[Records from a data collection]
%%

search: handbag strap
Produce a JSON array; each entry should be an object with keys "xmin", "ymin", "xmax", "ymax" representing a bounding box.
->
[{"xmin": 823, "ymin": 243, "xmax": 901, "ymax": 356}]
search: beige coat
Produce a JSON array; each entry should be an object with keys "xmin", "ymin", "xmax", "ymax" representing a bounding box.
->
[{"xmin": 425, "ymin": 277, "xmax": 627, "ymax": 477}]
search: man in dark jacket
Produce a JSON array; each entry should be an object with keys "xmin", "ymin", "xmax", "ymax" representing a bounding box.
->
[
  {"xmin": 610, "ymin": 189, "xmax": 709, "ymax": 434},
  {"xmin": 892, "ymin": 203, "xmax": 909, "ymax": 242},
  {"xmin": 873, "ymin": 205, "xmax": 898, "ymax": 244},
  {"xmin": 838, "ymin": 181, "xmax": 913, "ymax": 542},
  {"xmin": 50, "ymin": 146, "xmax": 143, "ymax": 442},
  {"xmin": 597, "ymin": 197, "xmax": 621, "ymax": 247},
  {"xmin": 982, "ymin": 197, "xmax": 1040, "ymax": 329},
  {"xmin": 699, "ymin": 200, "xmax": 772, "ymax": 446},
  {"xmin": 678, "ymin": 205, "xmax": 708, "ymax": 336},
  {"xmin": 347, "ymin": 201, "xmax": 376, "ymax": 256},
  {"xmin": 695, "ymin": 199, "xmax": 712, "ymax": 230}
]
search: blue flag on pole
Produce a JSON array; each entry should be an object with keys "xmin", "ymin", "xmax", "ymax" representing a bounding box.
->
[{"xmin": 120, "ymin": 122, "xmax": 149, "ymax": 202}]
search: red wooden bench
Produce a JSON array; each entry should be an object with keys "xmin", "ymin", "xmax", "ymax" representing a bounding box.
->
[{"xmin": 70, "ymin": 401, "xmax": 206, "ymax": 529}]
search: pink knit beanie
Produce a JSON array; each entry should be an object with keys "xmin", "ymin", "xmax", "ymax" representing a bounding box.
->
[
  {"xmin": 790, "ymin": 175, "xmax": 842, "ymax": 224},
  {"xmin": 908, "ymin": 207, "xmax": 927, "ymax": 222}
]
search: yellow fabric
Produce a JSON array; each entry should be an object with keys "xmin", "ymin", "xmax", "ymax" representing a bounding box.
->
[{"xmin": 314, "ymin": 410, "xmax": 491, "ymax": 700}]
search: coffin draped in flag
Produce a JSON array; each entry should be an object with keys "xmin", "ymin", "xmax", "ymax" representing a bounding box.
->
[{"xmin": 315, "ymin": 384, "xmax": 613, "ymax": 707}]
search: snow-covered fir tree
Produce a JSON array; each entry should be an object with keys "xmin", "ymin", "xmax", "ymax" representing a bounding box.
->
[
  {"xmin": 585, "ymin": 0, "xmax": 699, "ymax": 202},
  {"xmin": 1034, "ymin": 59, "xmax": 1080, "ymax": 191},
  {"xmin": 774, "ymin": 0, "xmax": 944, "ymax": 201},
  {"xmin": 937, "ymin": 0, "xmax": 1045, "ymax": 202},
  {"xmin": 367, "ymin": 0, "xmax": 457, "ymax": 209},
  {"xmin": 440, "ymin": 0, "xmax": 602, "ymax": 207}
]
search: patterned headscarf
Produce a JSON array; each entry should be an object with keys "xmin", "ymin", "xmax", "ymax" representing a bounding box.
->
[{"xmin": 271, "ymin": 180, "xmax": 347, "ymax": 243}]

%%

ACTIVITY →
Would you reproduce all of the data exactly, without a single alteration?

ANSWER BOX →
search: handbag strap
Produce a JSON array; each entry should be an object with keys "xmin", "ymin", "xmax", "ymax" representing a bounding box.
->
[{"xmin": 823, "ymin": 243, "xmax": 901, "ymax": 356}]
search: beige coat
Produce a JSON array; each entry should be an object with keys "xmin", "ymin", "xmax", "ymax" representing a bounding box.
->
[{"xmin": 425, "ymin": 277, "xmax": 627, "ymax": 477}]
search: man in dark jacket
Produce a JSON array; each entry should be an object with keys "xmin", "ymin", "xmax", "ymax" representing a bounding box.
->
[
  {"xmin": 610, "ymin": 189, "xmax": 709, "ymax": 434},
  {"xmin": 892, "ymin": 203, "xmax": 909, "ymax": 242},
  {"xmin": 873, "ymin": 205, "xmax": 898, "ymax": 244},
  {"xmin": 838, "ymin": 181, "xmax": 913, "ymax": 542},
  {"xmin": 50, "ymin": 146, "xmax": 143, "ymax": 442},
  {"xmin": 597, "ymin": 197, "xmax": 621, "ymax": 247},
  {"xmin": 982, "ymin": 197, "xmax": 1040, "ymax": 329},
  {"xmin": 699, "ymin": 200, "xmax": 772, "ymax": 446},
  {"xmin": 678, "ymin": 205, "xmax": 708, "ymax": 336},
  {"xmin": 347, "ymin": 201, "xmax": 376, "ymax": 256},
  {"xmin": 695, "ymin": 199, "xmax": 712, "ymax": 230}
]
search: blue flag on pole
Produce a JSON array; each entry should be an object with keys "xmin", "ymin", "xmax", "ymax" representing a bounding box.
->
[{"xmin": 120, "ymin": 122, "xmax": 149, "ymax": 202}]
search: red wooden bench
Produce a JSON array; each entry should be an object with keys "xmin", "ymin", "xmax", "ymax" representing a bounding box.
->
[{"xmin": 70, "ymin": 401, "xmax": 206, "ymax": 529}]
search: pink knit beanie
Produce a JSON array; each entry should be an object with keys "xmin", "ymin", "xmax", "ymax" representing a bounding box.
->
[
  {"xmin": 790, "ymin": 175, "xmax": 842, "ymax": 224},
  {"xmin": 908, "ymin": 207, "xmax": 927, "ymax": 222}
]
search: yellow fabric
Produce a JSON array; each entry should be an object with keys "xmin", "ymin", "xmax", "ymax" representing a bounding box.
->
[{"xmin": 314, "ymin": 410, "xmax": 491, "ymax": 700}]
search: coffin draped in flag
Produce a JSON array; each entry should be an object with keys "xmin", "ymin", "xmax", "ymax" representing a bounding box.
->
[{"xmin": 315, "ymin": 384, "xmax": 613, "ymax": 707}]
search: snow-covered fir tree
Produce a JSON array; each entry should be an object with keys "xmin", "ymin", "xmax", "ymax" representing a bounding box.
->
[
  {"xmin": 585, "ymin": 0, "xmax": 699, "ymax": 202},
  {"xmin": 1034, "ymin": 59, "xmax": 1080, "ymax": 191},
  {"xmin": 774, "ymin": 0, "xmax": 944, "ymax": 201},
  {"xmin": 937, "ymin": 0, "xmax": 1045, "ymax": 202},
  {"xmin": 367, "ymin": 0, "xmax": 457, "ymax": 209},
  {"xmin": 440, "ymin": 0, "xmax": 602, "ymax": 207}
]
search: patterned headscarf
Produce a JSON array; each entry should be an object with keys "xmin", "ymin", "xmax", "ymax" representing a bounding box.
->
[{"xmin": 271, "ymin": 180, "xmax": 347, "ymax": 243}]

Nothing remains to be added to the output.